* Task to carry out *
Reproduce the listing from its start through the line containing "[344,40,392,98]", with "ripe berry" replaced by "ripe fruit" and every other part unchanged.

* Data for this exercise *
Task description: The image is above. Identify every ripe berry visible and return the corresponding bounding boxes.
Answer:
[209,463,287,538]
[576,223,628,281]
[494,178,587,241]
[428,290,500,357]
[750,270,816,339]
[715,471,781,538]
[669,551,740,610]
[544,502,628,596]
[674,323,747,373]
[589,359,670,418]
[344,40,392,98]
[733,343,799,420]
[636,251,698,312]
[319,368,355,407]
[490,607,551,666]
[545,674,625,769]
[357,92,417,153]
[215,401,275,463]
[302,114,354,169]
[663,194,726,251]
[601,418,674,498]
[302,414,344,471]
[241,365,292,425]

* Solution to this task *
Task description: The image is above. Identify every ripe fruit visible and return the corresponding bounding boxes.
Answer:
[209,463,287,538]
[576,223,628,281]
[494,178,587,241]
[428,290,500,357]
[750,270,816,339]
[715,471,781,538]
[669,551,740,610]
[544,502,628,596]
[674,323,747,373]
[589,359,670,418]
[344,40,392,98]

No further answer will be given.